Depressed or Just the Child of Childlike Parents?

Post nov 19 2010 iStock_000003795965XSmall 
It turns out it’s not so simple to distinguish between depression and plain old adult child of alcoholics syndrome. (Throw in anxiety disorder, and the differentiation is even murkier.)  If you’re trying to diagnose yourself this dark, cold, depressive season, as I know a lot of us are, there’s a lot to consider.  And once you’ve considered it all, you may just need a brain vacation, not medication!


Adult Children share these characteristics with one another, or symptoms, caused by the chaotic, anti-nurture environment in which we grew up (I say ‘grew up’ not ‘raised,’ because raised implies someone else did something, it implies participation and forethought. Growing up just happens.):

  • Lower Back Problems
  • Anxiety, Fearful Thinking
  • Fuzzy Brain, Confused Brain
  • Difficulty Making Decisions
  • Guilt Feelings
  • Shame Feelings
  • Sadness – Persistent Feelings of Grief and Loss
  • Isolation, Loneliness & A General Sense of Not Being Normal
  • Low Self-Esteem
  • OCD – Obsessive and Compulsive Behaviors

Here's the longer, "standard" list of characteristics.

Check out this great list too, by Dr. Tian Dayton, whom I just discovered this week and has written wonderfully insightful—and accessible—posts about ACs.

There's also my list of the good qualities of ACs.

_SOURCE MATERIAL:_

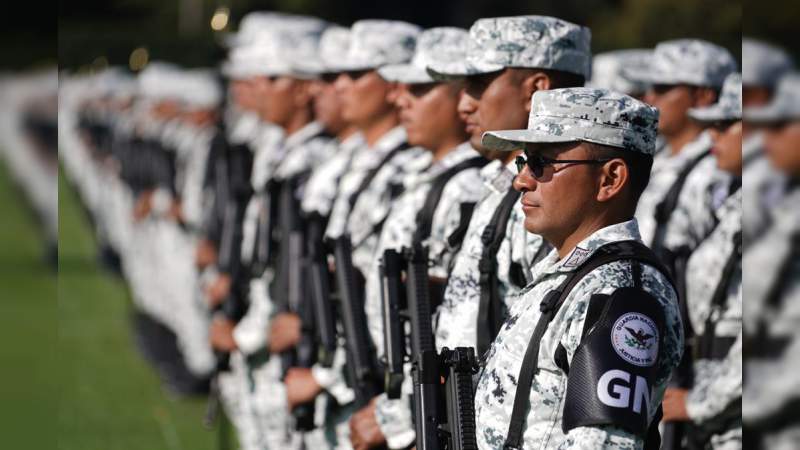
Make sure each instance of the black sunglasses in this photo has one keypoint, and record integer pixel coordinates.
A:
(537, 163)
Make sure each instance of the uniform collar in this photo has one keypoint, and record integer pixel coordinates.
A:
(304, 134)
(624, 231)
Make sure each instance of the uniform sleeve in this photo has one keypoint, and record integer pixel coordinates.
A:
(693, 218)
(711, 395)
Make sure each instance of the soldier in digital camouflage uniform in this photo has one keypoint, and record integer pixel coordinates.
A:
(579, 207)
(683, 73)
(763, 65)
(714, 298)
(375, 133)
(534, 53)
(771, 291)
(610, 71)
(429, 115)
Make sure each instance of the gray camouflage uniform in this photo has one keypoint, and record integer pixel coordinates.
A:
(437, 44)
(763, 65)
(568, 115)
(718, 382)
(698, 63)
(772, 298)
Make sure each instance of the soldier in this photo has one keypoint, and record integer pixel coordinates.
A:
(676, 208)
(592, 371)
(428, 113)
(714, 298)
(508, 59)
(771, 297)
(763, 65)
(610, 70)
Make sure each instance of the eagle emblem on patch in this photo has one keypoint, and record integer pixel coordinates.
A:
(634, 337)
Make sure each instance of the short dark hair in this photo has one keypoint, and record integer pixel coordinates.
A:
(639, 166)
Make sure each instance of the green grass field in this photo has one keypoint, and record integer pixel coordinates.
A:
(72, 375)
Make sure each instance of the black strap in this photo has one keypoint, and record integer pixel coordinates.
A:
(774, 296)
(425, 215)
(706, 348)
(668, 204)
(617, 251)
(490, 311)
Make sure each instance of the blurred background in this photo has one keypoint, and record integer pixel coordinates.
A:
(97, 33)
(65, 340)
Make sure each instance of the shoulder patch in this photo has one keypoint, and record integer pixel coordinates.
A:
(635, 338)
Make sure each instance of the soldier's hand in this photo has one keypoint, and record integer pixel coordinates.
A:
(284, 333)
(675, 405)
(301, 386)
(206, 254)
(218, 290)
(221, 335)
(364, 430)
(143, 206)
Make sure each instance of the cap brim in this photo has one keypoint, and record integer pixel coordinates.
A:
(405, 73)
(511, 140)
(460, 69)
(712, 113)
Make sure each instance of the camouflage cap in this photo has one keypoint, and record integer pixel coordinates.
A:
(729, 106)
(537, 42)
(252, 24)
(687, 61)
(443, 45)
(785, 104)
(610, 70)
(376, 43)
(584, 114)
(334, 43)
(763, 64)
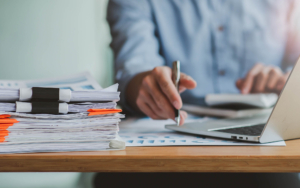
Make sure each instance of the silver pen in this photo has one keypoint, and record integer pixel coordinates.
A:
(176, 78)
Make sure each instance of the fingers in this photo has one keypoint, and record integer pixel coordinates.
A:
(183, 116)
(163, 77)
(239, 84)
(146, 109)
(157, 95)
(160, 100)
(281, 82)
(274, 76)
(260, 80)
(147, 98)
(187, 81)
(249, 80)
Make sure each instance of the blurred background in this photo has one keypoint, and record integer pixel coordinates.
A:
(48, 38)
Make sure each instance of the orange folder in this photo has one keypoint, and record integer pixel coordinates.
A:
(7, 120)
(94, 112)
(4, 116)
(5, 126)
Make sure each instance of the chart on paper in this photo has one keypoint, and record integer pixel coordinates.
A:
(147, 132)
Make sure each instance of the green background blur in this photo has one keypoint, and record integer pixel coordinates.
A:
(48, 38)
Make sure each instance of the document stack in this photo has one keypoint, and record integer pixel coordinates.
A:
(69, 114)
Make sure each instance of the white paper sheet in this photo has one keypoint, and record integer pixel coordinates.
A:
(77, 82)
(147, 132)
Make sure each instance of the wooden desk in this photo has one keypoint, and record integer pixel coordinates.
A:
(162, 159)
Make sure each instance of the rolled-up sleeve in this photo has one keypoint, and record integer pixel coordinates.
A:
(134, 43)
(292, 51)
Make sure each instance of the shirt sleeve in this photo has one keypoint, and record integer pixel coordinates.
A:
(134, 42)
(292, 51)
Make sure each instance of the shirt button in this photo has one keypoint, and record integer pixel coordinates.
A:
(222, 72)
(221, 28)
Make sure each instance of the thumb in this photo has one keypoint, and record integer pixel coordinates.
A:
(187, 81)
(239, 84)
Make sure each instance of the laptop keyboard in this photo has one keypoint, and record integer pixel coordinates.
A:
(254, 130)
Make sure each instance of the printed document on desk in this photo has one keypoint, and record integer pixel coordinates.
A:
(76, 82)
(148, 132)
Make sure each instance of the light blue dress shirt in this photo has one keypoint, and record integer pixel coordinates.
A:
(217, 41)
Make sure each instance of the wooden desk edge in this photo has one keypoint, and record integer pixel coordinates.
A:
(150, 165)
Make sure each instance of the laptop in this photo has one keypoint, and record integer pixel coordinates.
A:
(282, 124)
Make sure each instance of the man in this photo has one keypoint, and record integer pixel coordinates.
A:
(225, 46)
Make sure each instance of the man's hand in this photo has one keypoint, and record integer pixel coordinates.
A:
(263, 79)
(154, 93)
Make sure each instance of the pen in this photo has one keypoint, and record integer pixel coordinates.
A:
(176, 78)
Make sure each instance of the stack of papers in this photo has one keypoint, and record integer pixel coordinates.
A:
(87, 126)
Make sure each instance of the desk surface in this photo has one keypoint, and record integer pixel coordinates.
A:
(162, 159)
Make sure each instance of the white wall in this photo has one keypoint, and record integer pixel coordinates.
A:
(45, 38)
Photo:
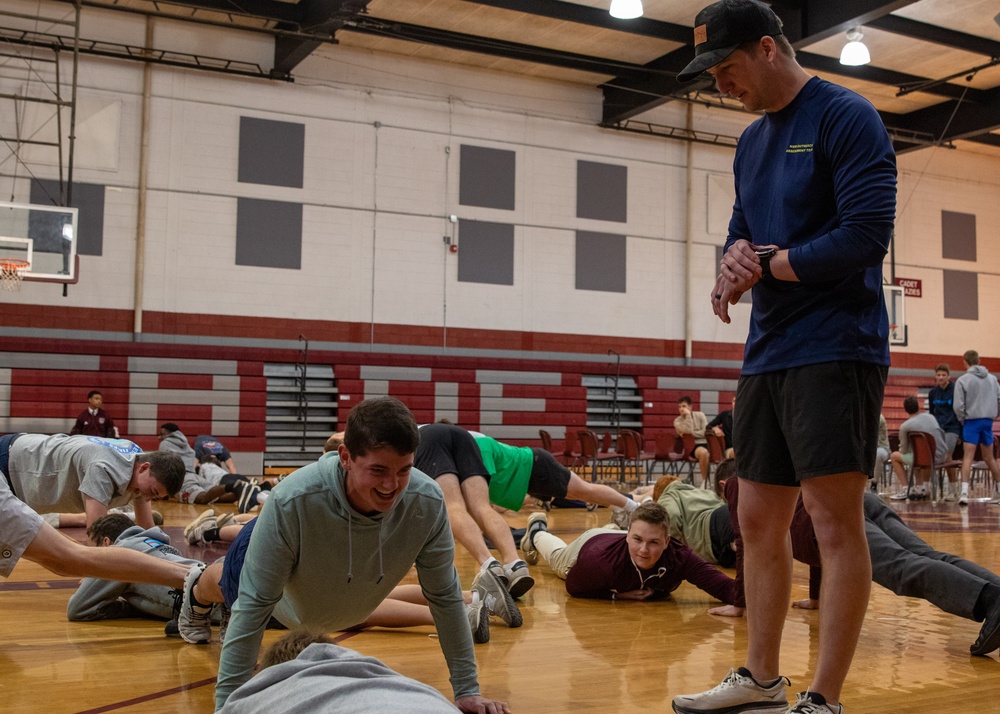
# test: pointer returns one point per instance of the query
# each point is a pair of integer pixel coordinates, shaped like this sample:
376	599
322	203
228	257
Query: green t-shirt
510	471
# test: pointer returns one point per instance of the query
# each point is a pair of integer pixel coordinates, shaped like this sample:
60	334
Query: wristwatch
765	255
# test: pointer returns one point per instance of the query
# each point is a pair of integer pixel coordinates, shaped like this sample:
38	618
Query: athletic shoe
479	619
171	629
224	622
495	597
989	635
739	693
519	580
813	703
620	517
248	497
196	529
194	622
537	521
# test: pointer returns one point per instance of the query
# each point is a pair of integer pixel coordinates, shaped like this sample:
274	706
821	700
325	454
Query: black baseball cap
722	27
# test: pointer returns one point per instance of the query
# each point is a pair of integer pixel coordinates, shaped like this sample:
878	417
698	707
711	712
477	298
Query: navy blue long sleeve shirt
817	178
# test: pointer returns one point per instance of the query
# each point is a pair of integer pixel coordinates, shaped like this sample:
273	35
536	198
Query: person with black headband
815	205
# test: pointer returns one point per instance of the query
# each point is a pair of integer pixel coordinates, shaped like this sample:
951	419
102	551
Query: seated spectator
722	426
903	459
901	562
694	423
305	671
644	563
94	421
205	444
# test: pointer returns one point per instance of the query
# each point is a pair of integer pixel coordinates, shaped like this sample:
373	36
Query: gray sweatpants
905	564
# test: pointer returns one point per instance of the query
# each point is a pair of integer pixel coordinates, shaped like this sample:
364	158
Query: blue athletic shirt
818	178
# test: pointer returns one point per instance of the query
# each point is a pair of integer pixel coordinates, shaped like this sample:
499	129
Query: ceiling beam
317	17
938	35
593	17
500	48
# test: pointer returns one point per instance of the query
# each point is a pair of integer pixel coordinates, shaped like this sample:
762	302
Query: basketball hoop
12	273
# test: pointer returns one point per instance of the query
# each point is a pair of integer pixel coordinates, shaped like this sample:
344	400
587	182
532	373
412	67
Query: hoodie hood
177	443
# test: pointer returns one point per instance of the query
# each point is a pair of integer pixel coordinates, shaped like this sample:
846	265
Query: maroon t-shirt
605	567
805	548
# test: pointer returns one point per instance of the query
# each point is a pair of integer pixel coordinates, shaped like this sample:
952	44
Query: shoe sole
756	708
504	606
520	585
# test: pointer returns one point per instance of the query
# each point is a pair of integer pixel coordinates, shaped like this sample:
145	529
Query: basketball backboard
45	236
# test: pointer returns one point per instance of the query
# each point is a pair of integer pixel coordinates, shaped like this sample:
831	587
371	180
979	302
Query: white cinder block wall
382	142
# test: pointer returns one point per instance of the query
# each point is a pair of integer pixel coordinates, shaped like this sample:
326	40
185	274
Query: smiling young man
815	180
644	563
333	541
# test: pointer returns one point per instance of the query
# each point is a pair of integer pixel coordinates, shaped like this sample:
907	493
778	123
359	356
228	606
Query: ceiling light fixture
854	53
626	9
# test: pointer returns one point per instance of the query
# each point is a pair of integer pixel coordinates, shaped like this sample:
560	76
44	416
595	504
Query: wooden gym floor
570	655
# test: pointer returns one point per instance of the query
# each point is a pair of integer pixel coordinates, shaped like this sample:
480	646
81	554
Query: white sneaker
812	703
739	693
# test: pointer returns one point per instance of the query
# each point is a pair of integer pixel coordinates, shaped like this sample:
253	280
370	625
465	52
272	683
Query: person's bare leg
765	513
581	490
476	492
835	505
464	528
68	558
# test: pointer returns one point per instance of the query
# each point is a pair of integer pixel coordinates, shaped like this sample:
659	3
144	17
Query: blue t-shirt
942	407
817	178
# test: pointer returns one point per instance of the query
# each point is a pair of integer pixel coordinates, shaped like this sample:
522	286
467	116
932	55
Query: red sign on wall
911	287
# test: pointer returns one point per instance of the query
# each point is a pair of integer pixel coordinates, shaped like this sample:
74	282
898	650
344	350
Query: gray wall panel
271	152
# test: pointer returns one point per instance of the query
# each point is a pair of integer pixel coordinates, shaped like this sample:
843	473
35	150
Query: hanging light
855	53
626	9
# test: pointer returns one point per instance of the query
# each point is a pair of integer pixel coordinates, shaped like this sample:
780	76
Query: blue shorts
978	431
232	566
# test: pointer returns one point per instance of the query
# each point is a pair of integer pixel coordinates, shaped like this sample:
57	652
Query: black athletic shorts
808	421
549	478
449	449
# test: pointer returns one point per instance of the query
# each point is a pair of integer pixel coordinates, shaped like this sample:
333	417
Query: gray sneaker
620	517
494	596
537	521
194	622
813	703
479	619
739	693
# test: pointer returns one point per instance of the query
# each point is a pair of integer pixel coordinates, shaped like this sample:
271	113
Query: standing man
941	406
977	404
94	421
337	537
815	203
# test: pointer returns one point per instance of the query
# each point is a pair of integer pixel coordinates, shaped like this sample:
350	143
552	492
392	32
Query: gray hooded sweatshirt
977	395
315	561
330	678
176	442
98	599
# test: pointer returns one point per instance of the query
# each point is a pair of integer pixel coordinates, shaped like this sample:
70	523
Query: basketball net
12	273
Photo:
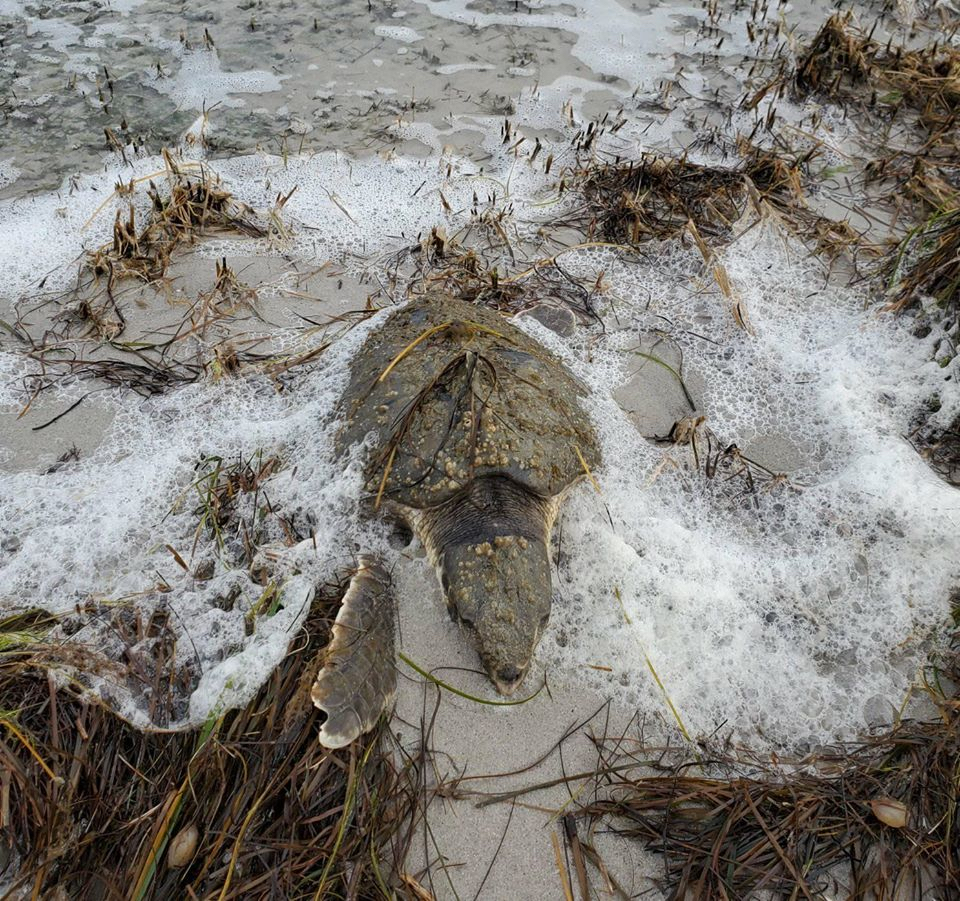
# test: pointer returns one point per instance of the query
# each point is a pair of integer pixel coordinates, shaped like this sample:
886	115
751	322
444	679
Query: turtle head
499	591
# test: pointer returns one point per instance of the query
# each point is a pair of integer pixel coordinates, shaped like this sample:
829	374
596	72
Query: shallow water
788	616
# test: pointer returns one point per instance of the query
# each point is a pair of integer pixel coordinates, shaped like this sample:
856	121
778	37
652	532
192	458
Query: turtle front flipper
358	678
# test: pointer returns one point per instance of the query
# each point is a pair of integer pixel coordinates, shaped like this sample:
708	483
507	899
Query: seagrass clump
246	806
658	198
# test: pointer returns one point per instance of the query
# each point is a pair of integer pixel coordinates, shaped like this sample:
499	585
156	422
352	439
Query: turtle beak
508	678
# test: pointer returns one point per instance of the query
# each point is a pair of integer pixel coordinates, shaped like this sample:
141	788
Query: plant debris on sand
884	809
194	206
248	806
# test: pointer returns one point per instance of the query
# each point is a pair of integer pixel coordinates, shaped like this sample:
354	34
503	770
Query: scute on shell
475	397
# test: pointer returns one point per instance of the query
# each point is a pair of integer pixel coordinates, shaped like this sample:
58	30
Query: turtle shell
455	392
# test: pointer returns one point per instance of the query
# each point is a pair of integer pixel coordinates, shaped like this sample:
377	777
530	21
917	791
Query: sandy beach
764	560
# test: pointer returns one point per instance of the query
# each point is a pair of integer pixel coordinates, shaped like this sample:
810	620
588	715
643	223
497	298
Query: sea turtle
479	434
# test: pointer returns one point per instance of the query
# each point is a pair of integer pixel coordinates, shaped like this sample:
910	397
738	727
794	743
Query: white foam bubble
611	39
201	83
398	33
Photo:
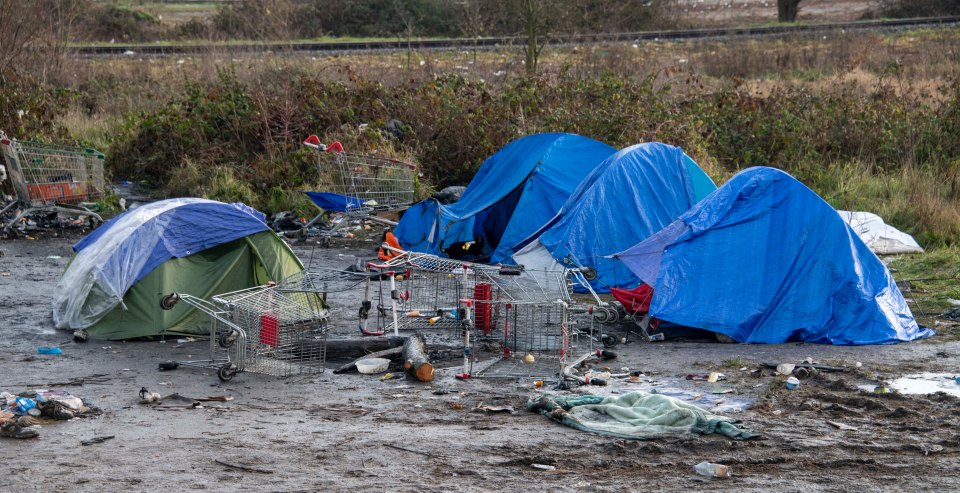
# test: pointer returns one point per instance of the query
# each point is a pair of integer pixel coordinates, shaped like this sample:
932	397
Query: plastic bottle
712	470
25	404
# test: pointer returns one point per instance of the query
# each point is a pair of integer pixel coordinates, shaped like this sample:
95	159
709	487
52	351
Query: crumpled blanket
635	416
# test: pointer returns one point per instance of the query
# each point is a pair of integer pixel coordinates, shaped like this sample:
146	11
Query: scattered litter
147	397
841	426
712	470
97	439
785	368
372	366
495	409
917	384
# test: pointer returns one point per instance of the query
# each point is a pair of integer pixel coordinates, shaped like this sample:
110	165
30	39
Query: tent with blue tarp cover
514	193
628	197
120	271
765	260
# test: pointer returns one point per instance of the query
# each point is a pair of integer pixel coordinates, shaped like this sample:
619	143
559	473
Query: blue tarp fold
628	197
765	260
513	194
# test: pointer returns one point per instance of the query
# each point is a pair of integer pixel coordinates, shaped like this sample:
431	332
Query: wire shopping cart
529	314
264	330
51	177
357	186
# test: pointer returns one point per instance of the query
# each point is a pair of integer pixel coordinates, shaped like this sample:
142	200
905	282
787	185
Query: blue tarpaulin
514	193
628	197
765	260
335	202
137	241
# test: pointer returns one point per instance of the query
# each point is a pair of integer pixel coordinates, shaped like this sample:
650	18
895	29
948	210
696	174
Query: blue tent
765	260
113	285
516	191
628	197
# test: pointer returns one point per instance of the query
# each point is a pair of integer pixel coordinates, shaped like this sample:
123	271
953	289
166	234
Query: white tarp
882	238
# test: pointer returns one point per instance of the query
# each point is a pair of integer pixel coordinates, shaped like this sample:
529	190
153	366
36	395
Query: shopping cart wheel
226	373
227	339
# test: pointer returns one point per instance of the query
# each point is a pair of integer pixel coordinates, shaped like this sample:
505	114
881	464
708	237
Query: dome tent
631	195
764	259
113	285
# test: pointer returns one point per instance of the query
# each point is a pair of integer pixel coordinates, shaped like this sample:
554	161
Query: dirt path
357	433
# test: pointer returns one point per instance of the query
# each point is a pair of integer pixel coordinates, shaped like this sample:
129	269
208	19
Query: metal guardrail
506	41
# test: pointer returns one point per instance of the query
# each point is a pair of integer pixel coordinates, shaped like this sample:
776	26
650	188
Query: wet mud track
358	433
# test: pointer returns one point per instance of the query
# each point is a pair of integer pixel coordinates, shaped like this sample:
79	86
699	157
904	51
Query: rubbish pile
24	413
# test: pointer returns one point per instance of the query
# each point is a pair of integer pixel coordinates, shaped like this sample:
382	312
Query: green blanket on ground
637	416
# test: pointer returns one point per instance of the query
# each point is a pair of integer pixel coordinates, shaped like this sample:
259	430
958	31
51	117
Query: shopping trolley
267	330
357	187
51	177
529	314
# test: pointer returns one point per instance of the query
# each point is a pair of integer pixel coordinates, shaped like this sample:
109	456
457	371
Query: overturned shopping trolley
51	177
264	330
357	186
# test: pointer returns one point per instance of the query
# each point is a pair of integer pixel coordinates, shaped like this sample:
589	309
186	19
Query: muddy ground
358	433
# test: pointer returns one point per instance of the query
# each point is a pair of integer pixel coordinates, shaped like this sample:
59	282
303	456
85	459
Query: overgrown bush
237	141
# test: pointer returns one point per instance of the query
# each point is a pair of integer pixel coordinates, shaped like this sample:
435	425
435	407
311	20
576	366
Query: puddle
921	383
702	396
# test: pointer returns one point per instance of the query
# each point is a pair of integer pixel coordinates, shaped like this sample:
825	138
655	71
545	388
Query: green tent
250	261
114	284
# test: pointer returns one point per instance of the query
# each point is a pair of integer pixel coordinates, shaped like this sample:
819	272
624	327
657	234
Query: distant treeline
299	19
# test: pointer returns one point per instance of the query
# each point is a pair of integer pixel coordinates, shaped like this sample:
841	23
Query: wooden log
415	358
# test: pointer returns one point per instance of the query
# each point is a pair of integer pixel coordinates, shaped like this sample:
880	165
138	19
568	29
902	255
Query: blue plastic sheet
765	260
513	194
628	197
334	201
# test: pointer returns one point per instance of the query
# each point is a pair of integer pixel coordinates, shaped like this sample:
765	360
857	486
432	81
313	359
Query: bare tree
473	22
534	19
787	10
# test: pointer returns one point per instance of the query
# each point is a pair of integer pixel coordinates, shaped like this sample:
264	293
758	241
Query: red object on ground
636	301
269	329
484	316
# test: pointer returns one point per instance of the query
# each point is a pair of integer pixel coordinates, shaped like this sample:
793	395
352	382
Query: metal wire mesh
46	174
285	330
381	184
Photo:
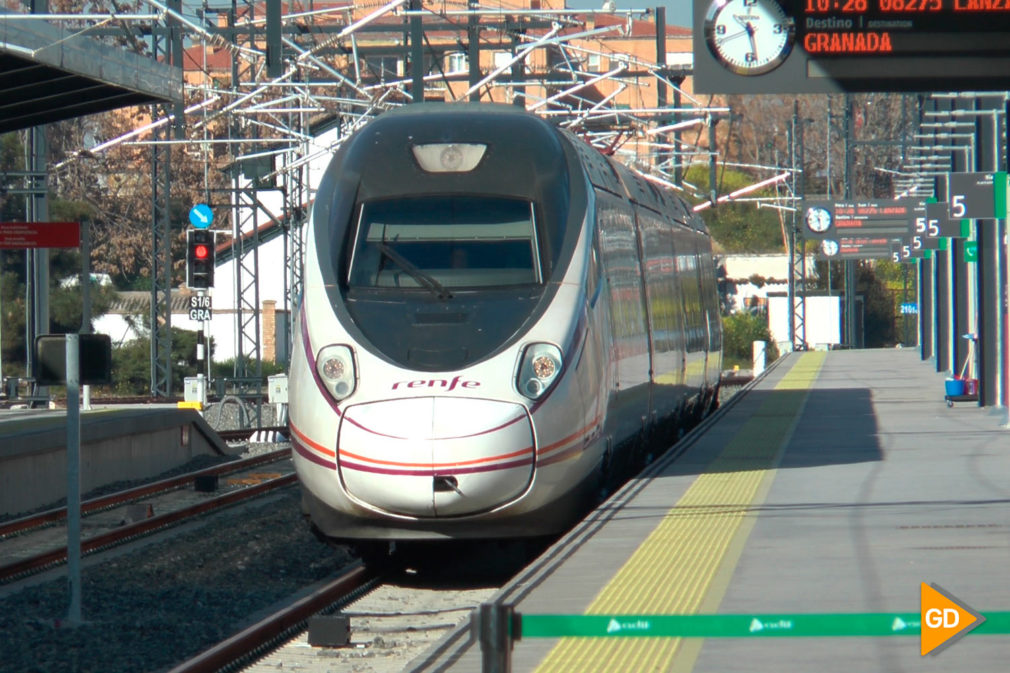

_EXERCISE PROMPT:_ Reproduce verbatim the portion of the post on adult children of alcoholics that begins at the words "Post nov 19" and stops after the words "vacation, not medication!".

_SOLUTION FOR THIS EXERCISE:_
Post nov 19 2010 iStock_000003795965XSmall 
It turns out it’s not so simple to distinguish between depression and plain old adult child of alcoholics syndrome. (Throw in anxiety disorder, and the differentiation is even murkier.)  If you’re trying to diagnose yourself this dark, cold, depressive season, as I know a lot of us are, there’s a lot to consider.  And once you’ve considered it all, you may just need a brain vacation, not medication!